*Given exercise A*
In the forum thread about dogs and spray bottles below, what did Charmed's family switch to after their Airedale loved the vinegar spray?
#####
Click's suggestions always sound not just problem solving, but FUN too. "Look at That" is another training game Click has mentioned in several threads. It's a redirect/refocus/reward plan that might be useful. "You Win a Prize" might apply, too. (Thanks Click for the fun just thinking of how to use these.)


I wonder if there's any chance that your dad might even get intrigued by some unexpected approaches to this.


Wishing success for all of you


----------



## lily cd re (Jul 23, 2012)

Johanna said:


> Sometimes just spraying them in the face with plain water and saying "Quiet" works.


Actually Lily just thought that was funny and if there was enough water she would try to drink it.


----------



## Charmed (Aug 4, 2014)

Another spray additive was vinegar, which our Airedale loved. We had to switch to Listerine, the original, nasty one to have any impact on her. Airedales are strong-willed.


----------



## lily cd re (Jul 23, 2012)

I have vinegar in a spray bottle to use under very select circumstances. I use if full strength. If you use vinegar or listerine make sure you get it directly into the dog's mouth only. If it accidentally gets in the dog's eyes that is really really a bad mistake and painful.


----------



## ericwd9 (Jun 13, 2014)

My take on this is that it could be easier to train the father than the dog. Teach the dog endearing tricks like fetching your dads slippers.


Eric.


----------



## Viking Queen (Nov 12, 2014)

lily cd re said:


> Actually Lily just thought that was funny and if there was enough water she would try to drink it.


Oh, gosh, both Iris and Poppy would come running toward the spray bottle.....lips all puckered up for a drink from the bottle. Well, at least that stopped the barking. It was especially funny with Iris as she also scrunched up her eyes to keep the water put of her eyes....she sure was silly, and silent too! 

We did the spray water bottles in puppy training class and Iris was entertainment for the class.....the other dogs shrank away from the spray while Iris ran towards it, eyes squinched closed and lips puckered up!


----------
#####
*Given exercise B*
Find every line in the listing below that contains the word "point", and copy each one.

*Records for processing*
#####
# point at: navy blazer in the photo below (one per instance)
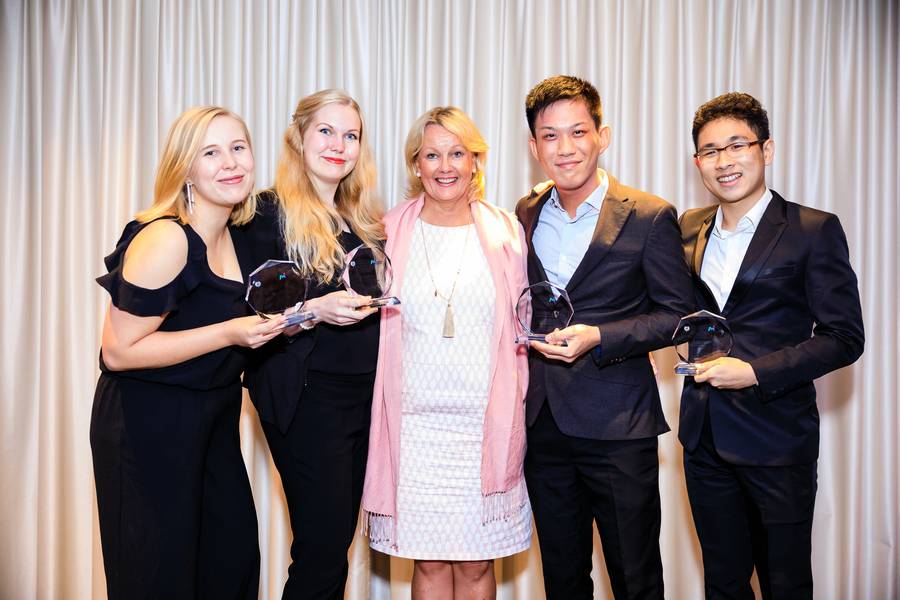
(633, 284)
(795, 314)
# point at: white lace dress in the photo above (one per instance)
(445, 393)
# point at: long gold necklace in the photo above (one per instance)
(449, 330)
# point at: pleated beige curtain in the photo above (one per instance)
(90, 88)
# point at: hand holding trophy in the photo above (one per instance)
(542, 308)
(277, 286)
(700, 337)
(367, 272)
#####
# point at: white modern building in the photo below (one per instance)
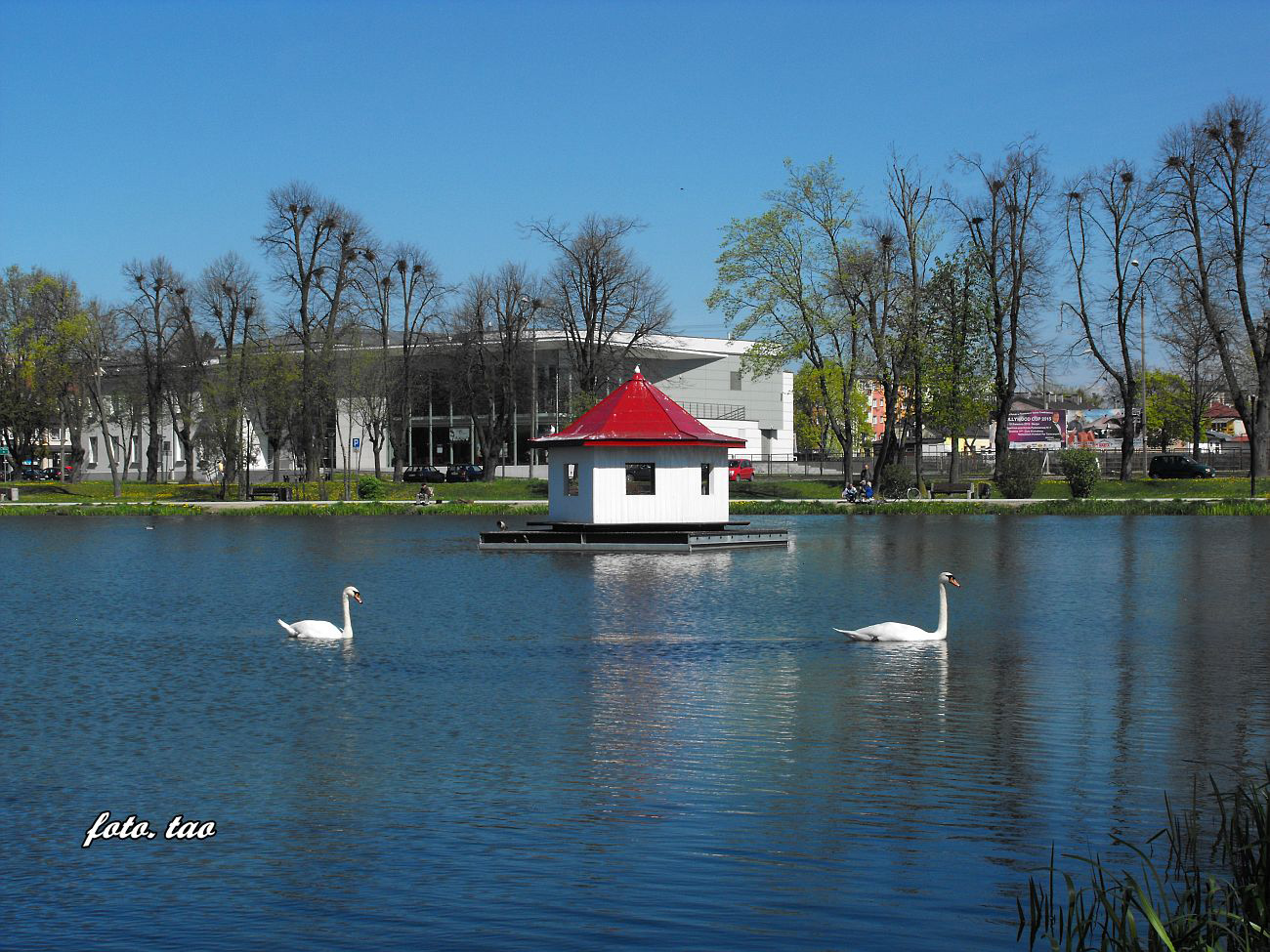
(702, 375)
#####
*Full solution A*
The original Listerine.

*Full solution B*
# point at: navy blazer in the photo below (one per instance)
# point at: white lace dress in the photo above (one per instance)
# point at: long gold necklace in the photo above (one per instance)
# point at: pleated beige curtain in the photo above (one per instance)
# point at: hand holding trophy in the photo above (one per instance)
# point at: white modern building in the photo below (one per instance)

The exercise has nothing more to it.